## TASK TO COMPLETE
Write out every line exactly, from the first line of the records below through the line that contains "Task: annotation of the black tire.".

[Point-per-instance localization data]
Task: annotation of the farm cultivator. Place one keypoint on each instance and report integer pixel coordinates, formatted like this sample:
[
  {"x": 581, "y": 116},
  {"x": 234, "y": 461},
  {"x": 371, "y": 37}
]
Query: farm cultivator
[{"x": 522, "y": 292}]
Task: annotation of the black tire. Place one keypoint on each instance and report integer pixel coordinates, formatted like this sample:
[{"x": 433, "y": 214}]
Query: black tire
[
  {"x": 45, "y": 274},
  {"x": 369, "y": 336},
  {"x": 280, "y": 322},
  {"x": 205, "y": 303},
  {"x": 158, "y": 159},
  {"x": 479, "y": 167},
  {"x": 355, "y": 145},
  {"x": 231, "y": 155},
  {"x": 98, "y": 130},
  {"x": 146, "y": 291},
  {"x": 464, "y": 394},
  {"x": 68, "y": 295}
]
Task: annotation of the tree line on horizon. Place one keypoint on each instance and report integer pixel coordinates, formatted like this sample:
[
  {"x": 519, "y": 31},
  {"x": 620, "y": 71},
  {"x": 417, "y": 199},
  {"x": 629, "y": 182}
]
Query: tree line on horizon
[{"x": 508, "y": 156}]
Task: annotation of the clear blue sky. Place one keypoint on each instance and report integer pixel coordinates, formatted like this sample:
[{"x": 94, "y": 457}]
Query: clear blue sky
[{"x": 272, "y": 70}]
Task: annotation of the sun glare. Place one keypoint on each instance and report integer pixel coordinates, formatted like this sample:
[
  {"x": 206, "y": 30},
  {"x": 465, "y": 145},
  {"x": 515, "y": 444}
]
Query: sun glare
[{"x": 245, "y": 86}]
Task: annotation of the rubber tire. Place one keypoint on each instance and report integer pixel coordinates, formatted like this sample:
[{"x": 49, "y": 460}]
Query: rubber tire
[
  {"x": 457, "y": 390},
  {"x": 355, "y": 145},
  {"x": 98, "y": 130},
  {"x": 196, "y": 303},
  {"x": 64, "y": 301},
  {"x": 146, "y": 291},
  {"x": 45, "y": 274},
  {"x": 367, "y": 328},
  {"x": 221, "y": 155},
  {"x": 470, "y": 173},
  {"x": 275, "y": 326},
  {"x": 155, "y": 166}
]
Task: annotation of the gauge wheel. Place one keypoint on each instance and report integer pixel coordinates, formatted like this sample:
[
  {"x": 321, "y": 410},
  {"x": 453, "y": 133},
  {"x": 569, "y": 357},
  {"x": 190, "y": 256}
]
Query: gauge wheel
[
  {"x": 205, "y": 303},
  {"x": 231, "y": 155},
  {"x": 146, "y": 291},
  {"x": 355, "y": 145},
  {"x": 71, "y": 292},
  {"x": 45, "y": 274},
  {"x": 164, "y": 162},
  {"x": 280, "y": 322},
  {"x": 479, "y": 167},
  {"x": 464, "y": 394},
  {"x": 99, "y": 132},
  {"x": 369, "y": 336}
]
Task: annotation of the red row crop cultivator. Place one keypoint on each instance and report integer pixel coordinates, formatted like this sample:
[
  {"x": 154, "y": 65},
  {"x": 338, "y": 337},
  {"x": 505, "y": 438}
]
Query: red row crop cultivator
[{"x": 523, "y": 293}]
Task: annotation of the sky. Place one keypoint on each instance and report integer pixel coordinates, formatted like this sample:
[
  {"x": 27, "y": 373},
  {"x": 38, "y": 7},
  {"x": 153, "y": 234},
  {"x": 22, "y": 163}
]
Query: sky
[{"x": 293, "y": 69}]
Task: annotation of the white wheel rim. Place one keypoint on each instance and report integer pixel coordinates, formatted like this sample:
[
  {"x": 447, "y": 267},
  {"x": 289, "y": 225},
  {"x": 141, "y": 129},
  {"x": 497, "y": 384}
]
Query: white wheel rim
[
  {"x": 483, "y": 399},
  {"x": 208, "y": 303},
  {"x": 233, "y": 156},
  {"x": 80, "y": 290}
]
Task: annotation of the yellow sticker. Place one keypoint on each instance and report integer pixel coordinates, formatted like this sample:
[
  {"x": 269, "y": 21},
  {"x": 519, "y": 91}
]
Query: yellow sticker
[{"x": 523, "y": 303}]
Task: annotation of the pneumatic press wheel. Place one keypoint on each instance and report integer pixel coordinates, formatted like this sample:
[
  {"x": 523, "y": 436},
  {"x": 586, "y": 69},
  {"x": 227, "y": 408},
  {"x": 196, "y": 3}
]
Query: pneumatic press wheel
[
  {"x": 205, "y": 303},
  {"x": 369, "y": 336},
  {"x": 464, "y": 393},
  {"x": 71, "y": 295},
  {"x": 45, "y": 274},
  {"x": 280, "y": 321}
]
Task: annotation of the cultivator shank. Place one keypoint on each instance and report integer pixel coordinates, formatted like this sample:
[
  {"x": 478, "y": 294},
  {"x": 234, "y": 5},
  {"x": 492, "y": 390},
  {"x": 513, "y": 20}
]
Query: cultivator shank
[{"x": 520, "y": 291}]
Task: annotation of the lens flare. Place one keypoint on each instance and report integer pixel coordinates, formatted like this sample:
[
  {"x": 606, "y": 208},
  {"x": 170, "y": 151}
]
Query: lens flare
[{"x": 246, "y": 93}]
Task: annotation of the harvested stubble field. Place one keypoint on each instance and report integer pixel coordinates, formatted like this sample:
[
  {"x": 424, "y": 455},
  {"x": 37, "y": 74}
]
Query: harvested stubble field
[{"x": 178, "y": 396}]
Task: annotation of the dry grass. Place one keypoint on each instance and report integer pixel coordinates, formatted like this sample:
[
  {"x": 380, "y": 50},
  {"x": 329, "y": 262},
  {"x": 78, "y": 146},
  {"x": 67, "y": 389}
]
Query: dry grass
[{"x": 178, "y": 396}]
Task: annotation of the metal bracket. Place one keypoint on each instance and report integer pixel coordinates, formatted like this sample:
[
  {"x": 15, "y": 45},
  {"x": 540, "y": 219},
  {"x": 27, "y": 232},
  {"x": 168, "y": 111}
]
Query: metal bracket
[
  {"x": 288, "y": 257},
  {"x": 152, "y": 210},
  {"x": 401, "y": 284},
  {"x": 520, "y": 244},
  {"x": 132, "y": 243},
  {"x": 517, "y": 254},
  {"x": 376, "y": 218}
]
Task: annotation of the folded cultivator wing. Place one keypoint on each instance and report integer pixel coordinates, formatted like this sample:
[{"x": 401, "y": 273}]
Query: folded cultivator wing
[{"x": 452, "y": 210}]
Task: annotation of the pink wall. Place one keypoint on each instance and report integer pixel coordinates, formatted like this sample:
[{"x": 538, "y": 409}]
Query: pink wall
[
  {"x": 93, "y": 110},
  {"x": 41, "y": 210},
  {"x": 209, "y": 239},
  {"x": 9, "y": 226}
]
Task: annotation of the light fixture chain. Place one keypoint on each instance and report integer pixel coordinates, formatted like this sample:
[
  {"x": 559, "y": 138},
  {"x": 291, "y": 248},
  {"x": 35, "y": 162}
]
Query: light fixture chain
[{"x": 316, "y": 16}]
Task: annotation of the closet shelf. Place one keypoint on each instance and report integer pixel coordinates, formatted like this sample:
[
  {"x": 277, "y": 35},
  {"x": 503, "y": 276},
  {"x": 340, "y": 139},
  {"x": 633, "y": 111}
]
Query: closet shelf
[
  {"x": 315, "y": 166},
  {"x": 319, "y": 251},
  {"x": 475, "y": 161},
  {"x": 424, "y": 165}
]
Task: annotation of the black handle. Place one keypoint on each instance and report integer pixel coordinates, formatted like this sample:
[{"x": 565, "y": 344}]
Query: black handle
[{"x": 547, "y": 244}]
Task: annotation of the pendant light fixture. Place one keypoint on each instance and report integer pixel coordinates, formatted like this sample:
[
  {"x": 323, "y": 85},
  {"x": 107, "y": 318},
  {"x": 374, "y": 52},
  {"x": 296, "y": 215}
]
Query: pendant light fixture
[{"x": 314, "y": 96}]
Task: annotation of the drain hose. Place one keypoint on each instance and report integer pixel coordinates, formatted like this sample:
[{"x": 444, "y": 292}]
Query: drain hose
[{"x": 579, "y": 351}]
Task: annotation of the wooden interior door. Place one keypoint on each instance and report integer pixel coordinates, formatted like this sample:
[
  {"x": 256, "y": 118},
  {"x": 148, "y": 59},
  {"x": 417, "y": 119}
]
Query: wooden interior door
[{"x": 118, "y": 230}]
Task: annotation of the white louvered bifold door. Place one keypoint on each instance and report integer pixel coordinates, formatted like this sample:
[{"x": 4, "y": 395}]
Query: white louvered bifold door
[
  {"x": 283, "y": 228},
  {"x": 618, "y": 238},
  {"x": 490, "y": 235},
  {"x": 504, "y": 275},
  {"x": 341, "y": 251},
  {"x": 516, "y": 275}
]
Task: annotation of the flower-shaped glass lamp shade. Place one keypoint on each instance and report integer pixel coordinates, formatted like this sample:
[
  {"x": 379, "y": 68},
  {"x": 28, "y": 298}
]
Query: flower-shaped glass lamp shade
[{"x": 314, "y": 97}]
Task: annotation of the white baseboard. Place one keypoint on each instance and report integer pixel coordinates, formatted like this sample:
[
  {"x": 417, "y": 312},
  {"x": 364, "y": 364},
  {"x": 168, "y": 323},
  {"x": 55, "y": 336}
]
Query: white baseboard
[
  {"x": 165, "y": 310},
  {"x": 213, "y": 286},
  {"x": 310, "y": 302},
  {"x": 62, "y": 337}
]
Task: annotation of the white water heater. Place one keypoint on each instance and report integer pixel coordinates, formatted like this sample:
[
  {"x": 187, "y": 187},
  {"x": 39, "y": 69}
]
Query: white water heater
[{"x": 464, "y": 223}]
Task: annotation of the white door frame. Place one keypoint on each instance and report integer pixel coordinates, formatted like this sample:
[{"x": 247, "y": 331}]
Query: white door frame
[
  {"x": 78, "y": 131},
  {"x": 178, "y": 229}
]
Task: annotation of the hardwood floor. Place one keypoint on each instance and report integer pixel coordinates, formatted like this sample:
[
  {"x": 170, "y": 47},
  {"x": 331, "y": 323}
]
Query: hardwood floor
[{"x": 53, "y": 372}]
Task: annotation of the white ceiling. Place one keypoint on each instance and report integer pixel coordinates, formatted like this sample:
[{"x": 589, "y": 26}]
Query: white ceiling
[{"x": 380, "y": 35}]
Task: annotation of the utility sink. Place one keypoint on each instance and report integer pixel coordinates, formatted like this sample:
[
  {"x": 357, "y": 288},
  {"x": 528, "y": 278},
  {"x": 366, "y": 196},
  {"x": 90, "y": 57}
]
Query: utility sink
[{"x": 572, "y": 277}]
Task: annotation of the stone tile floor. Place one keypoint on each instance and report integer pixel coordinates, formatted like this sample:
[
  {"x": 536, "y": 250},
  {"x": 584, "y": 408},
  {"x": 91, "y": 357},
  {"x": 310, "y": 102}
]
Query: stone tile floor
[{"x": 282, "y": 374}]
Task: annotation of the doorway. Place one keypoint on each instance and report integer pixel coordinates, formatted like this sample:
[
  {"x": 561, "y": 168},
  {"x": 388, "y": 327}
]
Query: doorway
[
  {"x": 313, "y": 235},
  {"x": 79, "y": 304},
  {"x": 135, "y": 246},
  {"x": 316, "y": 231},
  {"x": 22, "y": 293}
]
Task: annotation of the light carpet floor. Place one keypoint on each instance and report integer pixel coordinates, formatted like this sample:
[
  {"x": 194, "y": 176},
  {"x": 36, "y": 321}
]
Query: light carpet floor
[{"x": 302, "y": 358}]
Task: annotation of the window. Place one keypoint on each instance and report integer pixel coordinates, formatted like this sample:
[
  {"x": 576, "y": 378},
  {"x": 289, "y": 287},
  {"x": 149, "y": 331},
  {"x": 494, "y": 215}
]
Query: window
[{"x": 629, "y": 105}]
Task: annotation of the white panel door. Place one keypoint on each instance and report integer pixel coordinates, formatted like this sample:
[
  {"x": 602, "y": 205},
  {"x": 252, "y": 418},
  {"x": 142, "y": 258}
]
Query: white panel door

## TASK OUTPUT
Task: annotation of the farm cultivator. Place one keypoint on each instance and report integer pixel coordinates, formatted like this sample:
[
  {"x": 581, "y": 116},
  {"x": 234, "y": 461},
  {"x": 371, "y": 37}
]
Query: farm cultivator
[{"x": 522, "y": 292}]
Task: annotation of the black tire. Place one keypoint on each instance and report integer pixel coordinates, formatted like this sample:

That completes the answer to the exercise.